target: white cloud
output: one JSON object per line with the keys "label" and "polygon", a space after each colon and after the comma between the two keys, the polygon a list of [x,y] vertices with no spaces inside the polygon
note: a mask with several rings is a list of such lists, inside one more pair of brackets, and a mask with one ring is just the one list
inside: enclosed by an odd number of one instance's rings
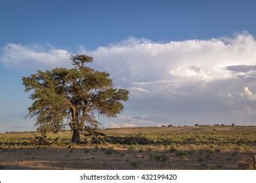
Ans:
= = =
_DIRECTIVE_
Please put the entries above into a numbered list with one line per item, skipping any blank lines and leaving out the pictures.

_RESULT_
1. target: white cloud
2. output: one JSON object per line with the keys "label" and "polygon", a space after each colon and after the comma between the two keys, the polygon a list of [x,y] vertices with no spaces inside the polygon
3. note: a mask with several rings is a list of such lists, inside one more pair of brackets, and a mask with one ring is just the one list
4. inside: enclosed by an odd number of one instance's rings
5. Ans:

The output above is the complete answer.